%%

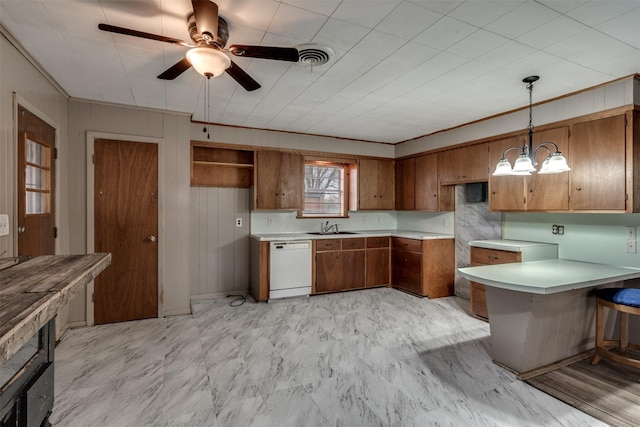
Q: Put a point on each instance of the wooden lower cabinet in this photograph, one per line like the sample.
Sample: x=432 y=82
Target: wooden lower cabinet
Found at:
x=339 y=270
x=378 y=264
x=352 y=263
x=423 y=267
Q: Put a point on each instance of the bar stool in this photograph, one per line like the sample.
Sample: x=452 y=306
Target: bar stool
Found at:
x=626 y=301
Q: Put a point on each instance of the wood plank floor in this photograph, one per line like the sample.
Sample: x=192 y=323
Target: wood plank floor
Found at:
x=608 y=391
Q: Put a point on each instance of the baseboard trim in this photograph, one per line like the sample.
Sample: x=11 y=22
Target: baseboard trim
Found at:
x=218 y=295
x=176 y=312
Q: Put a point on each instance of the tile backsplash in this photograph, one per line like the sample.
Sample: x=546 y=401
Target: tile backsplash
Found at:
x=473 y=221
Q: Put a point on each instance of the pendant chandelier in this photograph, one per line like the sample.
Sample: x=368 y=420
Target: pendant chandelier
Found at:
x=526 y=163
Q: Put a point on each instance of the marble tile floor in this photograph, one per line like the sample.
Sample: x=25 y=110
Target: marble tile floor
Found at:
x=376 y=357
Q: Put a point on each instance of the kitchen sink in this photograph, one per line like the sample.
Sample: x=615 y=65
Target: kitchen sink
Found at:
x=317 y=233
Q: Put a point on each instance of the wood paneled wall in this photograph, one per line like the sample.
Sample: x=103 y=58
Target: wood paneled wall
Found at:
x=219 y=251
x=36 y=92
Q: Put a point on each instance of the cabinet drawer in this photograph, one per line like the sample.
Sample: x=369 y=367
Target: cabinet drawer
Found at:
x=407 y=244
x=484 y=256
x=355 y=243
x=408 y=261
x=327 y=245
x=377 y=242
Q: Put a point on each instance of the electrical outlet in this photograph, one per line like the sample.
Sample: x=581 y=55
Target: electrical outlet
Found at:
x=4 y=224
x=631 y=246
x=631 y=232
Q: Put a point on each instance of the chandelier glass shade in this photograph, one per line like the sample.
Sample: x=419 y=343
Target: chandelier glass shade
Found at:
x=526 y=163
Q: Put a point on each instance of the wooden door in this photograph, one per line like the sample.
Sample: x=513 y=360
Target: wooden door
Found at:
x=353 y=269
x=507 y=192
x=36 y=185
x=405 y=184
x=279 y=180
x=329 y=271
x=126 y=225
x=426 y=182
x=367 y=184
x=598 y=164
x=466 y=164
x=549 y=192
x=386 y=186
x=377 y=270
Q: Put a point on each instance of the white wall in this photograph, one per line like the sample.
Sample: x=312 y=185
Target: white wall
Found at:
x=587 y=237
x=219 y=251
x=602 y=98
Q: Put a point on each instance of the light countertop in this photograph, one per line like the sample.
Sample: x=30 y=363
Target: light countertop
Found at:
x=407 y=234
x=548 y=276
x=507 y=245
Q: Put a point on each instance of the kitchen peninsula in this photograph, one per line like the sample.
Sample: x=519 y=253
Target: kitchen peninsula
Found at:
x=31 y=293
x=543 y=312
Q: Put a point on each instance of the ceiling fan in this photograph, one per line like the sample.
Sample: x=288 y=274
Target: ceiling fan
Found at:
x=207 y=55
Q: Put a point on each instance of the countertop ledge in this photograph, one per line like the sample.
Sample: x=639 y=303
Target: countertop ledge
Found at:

%%
%%

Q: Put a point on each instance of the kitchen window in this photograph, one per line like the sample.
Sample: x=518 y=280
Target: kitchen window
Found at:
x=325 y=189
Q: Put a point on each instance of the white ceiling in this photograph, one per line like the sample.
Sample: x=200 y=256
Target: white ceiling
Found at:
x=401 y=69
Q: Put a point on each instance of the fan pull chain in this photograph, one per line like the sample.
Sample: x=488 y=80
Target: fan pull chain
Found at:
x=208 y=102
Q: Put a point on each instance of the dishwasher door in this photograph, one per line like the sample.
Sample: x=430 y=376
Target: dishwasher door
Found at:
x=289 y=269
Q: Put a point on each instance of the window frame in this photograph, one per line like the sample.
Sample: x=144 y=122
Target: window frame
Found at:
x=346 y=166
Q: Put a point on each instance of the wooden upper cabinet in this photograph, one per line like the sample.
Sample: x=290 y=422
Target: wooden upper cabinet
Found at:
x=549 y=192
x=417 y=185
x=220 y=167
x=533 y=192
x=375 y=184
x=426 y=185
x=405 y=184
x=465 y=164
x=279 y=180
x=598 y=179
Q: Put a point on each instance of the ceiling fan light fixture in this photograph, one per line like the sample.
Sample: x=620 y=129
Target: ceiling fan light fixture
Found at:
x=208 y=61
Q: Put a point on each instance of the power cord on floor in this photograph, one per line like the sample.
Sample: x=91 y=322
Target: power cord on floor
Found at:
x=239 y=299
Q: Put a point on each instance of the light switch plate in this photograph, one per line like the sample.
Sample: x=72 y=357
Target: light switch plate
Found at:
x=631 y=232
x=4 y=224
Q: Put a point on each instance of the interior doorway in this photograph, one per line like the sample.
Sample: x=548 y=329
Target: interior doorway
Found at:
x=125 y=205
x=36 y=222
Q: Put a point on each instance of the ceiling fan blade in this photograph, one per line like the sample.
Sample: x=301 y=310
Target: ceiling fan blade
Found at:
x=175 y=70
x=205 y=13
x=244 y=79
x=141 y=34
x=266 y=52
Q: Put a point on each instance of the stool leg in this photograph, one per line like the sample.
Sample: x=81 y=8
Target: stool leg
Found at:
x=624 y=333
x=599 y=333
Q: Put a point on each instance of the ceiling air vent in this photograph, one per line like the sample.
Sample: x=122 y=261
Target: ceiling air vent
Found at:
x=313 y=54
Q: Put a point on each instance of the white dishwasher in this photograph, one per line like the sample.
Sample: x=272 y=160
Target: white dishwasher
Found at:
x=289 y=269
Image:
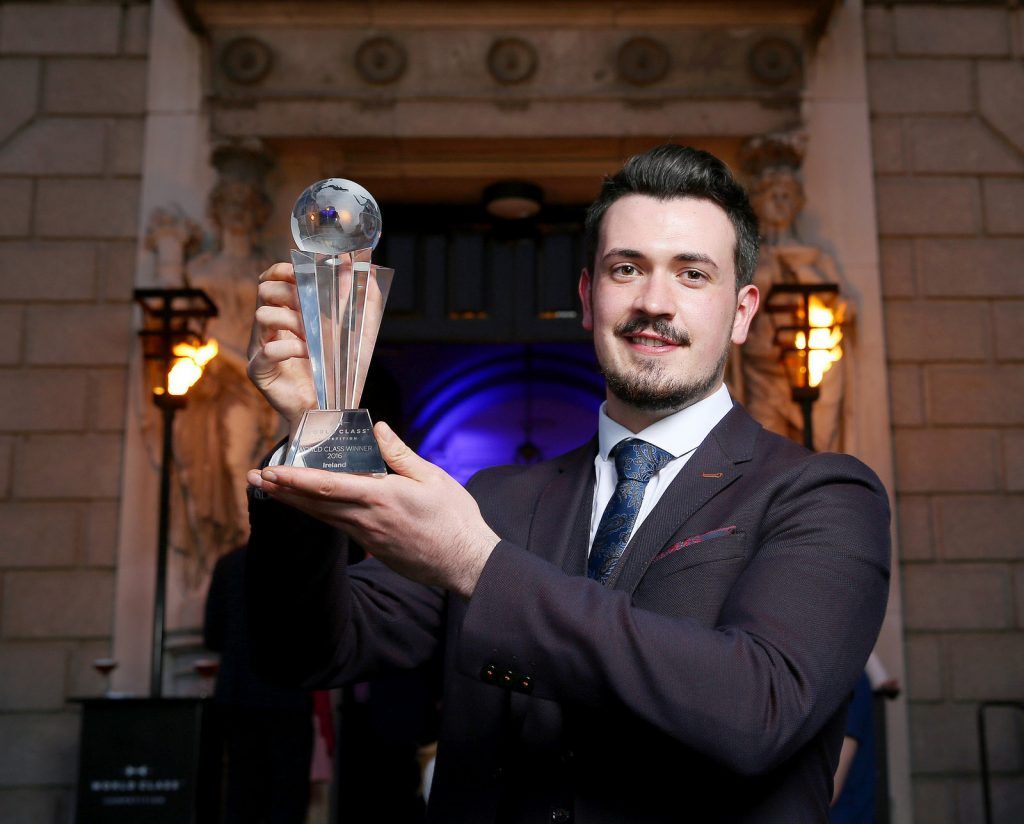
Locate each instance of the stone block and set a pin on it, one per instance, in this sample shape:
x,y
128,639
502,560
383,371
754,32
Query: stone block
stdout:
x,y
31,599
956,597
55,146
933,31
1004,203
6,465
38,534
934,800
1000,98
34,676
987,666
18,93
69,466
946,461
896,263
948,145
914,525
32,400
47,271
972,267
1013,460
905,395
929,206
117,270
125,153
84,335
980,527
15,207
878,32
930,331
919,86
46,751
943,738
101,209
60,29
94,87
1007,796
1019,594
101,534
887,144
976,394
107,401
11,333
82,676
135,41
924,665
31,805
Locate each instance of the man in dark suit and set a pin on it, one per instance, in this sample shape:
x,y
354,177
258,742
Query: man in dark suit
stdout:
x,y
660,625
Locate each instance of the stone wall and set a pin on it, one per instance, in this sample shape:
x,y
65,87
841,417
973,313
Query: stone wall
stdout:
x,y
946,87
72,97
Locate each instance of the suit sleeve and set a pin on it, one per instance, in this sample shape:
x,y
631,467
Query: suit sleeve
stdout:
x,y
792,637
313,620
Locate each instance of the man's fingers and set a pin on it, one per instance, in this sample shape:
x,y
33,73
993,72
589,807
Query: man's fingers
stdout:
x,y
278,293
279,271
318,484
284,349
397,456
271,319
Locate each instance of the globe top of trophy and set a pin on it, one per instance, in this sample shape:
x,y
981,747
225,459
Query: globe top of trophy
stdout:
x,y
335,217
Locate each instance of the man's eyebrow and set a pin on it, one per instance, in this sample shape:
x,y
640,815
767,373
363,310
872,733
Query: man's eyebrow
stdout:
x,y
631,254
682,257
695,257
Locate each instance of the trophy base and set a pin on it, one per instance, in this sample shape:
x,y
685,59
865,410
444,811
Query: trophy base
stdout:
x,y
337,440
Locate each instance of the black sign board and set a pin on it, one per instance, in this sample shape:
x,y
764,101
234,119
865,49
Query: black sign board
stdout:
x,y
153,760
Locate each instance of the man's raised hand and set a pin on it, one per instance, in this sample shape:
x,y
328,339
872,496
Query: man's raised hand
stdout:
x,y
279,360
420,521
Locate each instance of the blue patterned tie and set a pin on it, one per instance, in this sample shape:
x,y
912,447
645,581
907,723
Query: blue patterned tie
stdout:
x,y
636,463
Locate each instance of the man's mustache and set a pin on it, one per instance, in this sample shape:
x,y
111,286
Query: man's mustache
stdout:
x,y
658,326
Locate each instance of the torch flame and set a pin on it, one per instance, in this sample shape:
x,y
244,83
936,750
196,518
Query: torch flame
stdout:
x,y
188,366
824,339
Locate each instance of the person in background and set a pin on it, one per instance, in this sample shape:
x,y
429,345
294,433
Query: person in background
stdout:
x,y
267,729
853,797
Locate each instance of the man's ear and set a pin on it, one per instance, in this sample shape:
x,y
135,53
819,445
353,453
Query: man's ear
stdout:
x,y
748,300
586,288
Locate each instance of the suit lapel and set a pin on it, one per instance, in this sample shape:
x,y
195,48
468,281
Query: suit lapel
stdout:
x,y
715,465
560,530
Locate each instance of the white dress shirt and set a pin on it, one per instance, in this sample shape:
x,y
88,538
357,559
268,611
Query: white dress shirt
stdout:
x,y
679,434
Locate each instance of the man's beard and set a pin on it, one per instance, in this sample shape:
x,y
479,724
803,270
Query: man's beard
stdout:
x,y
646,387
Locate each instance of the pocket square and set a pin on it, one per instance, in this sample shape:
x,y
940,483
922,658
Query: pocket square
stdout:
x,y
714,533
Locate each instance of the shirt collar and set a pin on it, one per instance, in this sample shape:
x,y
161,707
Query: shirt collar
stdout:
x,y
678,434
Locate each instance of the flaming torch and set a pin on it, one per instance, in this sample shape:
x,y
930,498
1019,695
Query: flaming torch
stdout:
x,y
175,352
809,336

%%

#### EXERCISE DESCRIPTION:
For the material above, reproduce exactly the lines from the line with "Target: bar stool" to the line with "Q: Put a point on each instance of the pendant", inclusive, and exclude all others.

#### RESPONSE BELOW:
Target: bar stool
Found at:
x=626 y=301
Q: Put a point on each instance of the wood plank floor in this photograph, one per line like the sample.
Sample: x=192 y=323
Target: wood plank floor
Found at:
x=608 y=391
Q: Put a point on each instance of the baseboard trim in this photograph, one per line like the sample.
Sample: x=11 y=22
Target: baseboard trim
Found at:
x=218 y=295
x=176 y=312
Q: Put a point on each instance of the tile backsplash in this photograph, one per line like the sample.
Sample: x=546 y=401
Target: tile backsplash
Found at:
x=473 y=221
Q: Put a point on each instance of the pendant chandelier in this photograph, one per line like the sample.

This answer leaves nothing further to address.